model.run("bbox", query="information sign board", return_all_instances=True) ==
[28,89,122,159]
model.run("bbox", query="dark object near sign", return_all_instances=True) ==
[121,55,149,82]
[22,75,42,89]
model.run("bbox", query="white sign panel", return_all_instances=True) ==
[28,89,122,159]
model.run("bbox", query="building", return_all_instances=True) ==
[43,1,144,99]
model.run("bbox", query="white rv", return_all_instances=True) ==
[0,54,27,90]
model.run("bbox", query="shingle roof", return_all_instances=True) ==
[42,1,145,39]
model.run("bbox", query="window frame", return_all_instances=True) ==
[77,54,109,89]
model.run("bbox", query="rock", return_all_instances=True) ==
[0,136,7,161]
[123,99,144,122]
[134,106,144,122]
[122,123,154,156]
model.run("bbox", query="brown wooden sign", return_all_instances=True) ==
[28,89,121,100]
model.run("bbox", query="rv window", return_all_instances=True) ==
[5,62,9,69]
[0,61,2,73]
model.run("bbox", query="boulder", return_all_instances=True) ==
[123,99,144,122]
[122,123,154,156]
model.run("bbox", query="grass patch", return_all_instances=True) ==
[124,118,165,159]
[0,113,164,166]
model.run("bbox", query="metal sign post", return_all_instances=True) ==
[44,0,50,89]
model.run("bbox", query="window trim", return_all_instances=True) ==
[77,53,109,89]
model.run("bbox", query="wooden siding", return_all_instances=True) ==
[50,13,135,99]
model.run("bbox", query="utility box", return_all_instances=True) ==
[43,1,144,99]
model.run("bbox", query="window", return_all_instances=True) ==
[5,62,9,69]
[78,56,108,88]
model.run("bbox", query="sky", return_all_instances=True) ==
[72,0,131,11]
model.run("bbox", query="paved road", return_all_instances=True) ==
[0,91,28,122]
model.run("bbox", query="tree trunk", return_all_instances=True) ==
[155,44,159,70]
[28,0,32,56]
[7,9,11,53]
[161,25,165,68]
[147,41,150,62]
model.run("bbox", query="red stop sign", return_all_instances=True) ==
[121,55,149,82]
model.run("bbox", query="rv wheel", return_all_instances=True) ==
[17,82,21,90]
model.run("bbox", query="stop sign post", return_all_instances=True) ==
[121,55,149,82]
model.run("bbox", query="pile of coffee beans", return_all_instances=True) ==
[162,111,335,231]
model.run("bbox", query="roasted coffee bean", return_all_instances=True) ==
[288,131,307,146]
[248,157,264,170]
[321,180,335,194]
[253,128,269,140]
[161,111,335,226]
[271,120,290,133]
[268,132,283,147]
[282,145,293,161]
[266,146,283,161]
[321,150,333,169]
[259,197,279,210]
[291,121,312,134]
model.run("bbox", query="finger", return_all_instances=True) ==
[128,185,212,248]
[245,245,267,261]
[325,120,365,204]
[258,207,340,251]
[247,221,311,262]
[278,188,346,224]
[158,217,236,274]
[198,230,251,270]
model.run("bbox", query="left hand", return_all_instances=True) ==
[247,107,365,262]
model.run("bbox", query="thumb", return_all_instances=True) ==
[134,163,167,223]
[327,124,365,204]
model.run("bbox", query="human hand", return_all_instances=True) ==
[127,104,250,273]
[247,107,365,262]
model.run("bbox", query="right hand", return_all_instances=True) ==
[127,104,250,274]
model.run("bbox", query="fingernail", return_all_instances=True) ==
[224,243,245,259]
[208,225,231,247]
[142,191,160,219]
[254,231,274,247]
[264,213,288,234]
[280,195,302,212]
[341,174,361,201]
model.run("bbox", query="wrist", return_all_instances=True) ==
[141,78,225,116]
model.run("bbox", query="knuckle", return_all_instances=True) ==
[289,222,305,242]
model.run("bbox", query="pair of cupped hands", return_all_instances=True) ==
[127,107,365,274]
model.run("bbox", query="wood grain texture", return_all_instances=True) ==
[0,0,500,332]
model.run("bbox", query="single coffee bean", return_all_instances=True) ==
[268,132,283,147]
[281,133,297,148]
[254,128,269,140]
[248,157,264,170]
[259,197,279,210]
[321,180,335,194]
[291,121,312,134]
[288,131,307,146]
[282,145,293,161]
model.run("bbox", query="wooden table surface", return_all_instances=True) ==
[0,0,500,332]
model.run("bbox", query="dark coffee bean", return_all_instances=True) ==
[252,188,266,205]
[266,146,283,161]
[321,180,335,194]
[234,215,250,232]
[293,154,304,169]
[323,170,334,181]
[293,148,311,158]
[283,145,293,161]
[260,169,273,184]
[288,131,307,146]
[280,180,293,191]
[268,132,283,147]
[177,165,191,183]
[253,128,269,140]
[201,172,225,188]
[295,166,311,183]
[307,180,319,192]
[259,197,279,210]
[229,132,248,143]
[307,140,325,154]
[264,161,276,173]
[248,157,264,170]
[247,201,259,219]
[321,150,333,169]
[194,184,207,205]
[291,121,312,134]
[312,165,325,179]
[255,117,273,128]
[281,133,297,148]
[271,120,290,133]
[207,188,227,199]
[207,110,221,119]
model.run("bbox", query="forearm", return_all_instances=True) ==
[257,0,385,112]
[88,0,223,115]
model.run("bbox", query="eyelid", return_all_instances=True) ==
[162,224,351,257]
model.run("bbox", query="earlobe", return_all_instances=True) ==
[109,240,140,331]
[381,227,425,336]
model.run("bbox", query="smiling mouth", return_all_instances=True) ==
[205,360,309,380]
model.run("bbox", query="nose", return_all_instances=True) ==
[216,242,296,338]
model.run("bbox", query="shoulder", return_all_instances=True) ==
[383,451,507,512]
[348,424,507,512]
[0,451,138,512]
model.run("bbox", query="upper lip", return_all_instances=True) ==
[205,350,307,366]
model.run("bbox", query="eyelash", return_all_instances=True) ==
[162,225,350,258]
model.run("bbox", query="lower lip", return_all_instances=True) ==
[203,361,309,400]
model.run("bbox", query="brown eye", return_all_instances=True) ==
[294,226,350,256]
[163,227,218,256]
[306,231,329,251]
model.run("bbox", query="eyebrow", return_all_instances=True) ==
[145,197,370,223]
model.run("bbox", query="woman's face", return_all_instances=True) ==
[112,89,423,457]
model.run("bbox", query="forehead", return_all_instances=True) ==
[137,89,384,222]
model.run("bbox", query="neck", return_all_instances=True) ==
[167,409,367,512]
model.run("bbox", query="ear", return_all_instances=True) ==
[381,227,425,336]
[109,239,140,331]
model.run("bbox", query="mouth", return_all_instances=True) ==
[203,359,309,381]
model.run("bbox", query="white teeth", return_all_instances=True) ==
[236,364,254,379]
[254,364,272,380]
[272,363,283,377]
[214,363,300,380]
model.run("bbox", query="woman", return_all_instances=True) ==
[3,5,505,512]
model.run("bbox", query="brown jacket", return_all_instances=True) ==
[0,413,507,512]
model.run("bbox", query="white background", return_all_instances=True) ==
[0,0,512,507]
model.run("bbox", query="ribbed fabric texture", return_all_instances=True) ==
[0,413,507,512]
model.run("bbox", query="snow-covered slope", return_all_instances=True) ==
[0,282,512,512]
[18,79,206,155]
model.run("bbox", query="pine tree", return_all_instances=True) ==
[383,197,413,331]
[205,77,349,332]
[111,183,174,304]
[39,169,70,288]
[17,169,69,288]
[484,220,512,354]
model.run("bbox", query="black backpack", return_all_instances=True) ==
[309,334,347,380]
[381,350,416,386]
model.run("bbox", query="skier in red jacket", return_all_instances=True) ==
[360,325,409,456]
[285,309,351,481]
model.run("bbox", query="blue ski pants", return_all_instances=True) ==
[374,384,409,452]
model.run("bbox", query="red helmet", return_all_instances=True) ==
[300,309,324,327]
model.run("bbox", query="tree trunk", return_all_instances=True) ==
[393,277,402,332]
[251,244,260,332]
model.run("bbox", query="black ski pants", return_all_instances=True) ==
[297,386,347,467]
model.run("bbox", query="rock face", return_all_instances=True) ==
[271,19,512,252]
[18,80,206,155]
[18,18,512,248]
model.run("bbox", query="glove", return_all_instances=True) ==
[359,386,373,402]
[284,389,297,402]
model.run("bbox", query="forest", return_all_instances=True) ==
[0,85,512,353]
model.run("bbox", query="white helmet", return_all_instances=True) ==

Written task:
Tally the lines of the records that contain the word "window", where case counts, and give only the number.

Solution to this problem:
4